Source records:
#####
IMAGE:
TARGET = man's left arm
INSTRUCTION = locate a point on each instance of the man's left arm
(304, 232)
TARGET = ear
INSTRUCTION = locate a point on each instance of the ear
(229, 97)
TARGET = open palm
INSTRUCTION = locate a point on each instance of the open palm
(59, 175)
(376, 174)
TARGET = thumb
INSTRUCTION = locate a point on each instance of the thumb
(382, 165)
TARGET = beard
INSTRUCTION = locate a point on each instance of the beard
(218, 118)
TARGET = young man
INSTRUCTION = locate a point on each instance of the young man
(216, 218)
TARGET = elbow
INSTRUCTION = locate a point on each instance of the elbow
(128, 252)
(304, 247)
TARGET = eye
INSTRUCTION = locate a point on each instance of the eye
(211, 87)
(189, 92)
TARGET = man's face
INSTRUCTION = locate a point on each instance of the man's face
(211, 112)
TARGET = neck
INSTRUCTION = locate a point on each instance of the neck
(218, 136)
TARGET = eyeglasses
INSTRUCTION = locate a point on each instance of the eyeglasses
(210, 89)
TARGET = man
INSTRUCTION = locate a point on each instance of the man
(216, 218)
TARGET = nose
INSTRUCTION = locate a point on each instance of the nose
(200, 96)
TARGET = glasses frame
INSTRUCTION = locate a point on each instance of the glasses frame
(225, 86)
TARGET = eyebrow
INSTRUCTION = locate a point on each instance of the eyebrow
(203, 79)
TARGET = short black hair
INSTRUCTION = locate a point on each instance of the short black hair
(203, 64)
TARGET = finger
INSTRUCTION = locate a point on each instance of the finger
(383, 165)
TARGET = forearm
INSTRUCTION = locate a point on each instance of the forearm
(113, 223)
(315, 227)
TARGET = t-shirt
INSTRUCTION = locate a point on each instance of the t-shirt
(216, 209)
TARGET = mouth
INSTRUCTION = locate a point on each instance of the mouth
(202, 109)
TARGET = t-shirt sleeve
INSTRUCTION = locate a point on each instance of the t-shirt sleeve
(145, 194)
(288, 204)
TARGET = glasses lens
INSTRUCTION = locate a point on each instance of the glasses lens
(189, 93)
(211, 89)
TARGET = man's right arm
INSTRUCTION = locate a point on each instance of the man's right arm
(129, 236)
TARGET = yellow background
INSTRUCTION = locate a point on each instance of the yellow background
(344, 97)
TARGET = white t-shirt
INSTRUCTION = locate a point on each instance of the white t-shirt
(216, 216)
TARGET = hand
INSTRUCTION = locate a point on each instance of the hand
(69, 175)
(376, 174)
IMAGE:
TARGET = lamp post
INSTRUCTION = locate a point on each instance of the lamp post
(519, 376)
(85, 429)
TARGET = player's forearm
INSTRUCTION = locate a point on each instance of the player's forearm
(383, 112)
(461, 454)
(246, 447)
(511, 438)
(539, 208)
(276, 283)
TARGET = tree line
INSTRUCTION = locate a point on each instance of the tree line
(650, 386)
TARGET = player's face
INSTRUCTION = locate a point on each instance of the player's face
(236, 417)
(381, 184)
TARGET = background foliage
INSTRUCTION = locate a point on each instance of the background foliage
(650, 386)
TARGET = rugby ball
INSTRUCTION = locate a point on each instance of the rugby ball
#####
◆ What this task involves
Extract all lines as given.

◆ Answer to this problem
IMAGE:
TARGET = man's left arm
INSTRUCTION = locate a point on each instance of the man's left arm
(304, 232)
TARGET = ear
INSTRUCTION = locate a point on each instance of the ear
(229, 97)
TARGET = open palm
INSTRUCTION = locate a point on each instance of the open palm
(59, 175)
(376, 174)
TARGET = thumb
INSTRUCTION = locate a point on each instance of the thumb
(382, 165)
TARGET = beard
INSTRUCTION = locate a point on each instance of the beard
(218, 118)
TARGET = young man
INSTRUCTION = locate a point on each instance of the young man
(216, 218)
TARGET = elbow
INSTRUCTION = locate a point on each instance of the elbow
(128, 252)
(304, 247)
TARGET = eye
INSTRUCTION = locate a point on each instance of the eye
(211, 87)
(189, 92)
TARGET = man's face
INSTRUCTION = locate a point on each instance of the man's face
(211, 112)
TARGET = neck
INSTRUCTION = locate a point on each instance of the neck
(218, 136)
TARGET = eyeglasses
INSTRUCTION = locate a point on each instance of the eyeglasses
(210, 89)
TARGET = man
INSTRUCTION = locate a point on each instance of the man
(216, 218)
TARGET = nose
INSTRUCTION = locate a point on each instance of the nose
(200, 96)
TARGET = glasses frame
INSTRUCTION = locate a point on each instance of the glasses frame
(225, 86)
TARGET = eyebrow
INSTRUCTION = locate a point on each instance of the eyebrow
(203, 79)
TARGET = short black hair
INSTRUCTION = locate a point on each instance of the short black hair
(203, 64)
TARGET = finger
INSTRUCTION = locate a point on each instance of the finger
(383, 165)
TARGET = forearm
INSTRUCTION = locate a point on each instance of the forearm
(113, 223)
(315, 227)
TARGET = t-shirt
INSTRUCTION = locate a point on each instance of the t-shirt
(216, 209)
TARGET = mouth
INSTRUCTION = locate a point on each instance of the mouth
(202, 109)
TARGET = t-shirt sleeve
INSTRUCTION = locate a point on each instance of the t-shirt sleeve
(145, 194)
(288, 204)
TARGET = glasses lens
INSTRUCTION = locate a point on each instance of the glasses lens
(189, 93)
(211, 89)
TARGET = man's right arm
INSTRUCTION = locate a point on each instance of the man's right arm
(129, 236)
TARGET = yellow background
INSTRUCTION = locate a point on each instance of the yellow background
(344, 97)
TARGET = white t-shirt
INSTRUCTION = locate a point on each instance of the white t-shirt
(216, 216)
TARGET = hand
INSTRUCTION = locate a point on each instance of the hand
(69, 175)
(376, 174)
IMAGE:
TARGET = lamp post
INSTRUCTION = locate a point on each instance of the lamp post
(519, 376)
(85, 429)
TARGET = player's forearm
INSTRUCTION = locate a point on each instance of the player's forearm
(383, 112)
(461, 454)
(246, 447)
(511, 438)
(539, 208)
(276, 283)
TARGET = tree line
INSTRUCTION = locate a point on each instance of the tree line
(650, 386)
TARGET = player's face
INSTRUCTION = locate a point on each instance of the player's face
(236, 417)
(381, 184)
TARGET = background foliage
INSTRUCTION = locate a point on each instance of the background foliage
(650, 386)
TARGET = rugby ball
INSTRUCTION = locate a point on each instance of the rugby ball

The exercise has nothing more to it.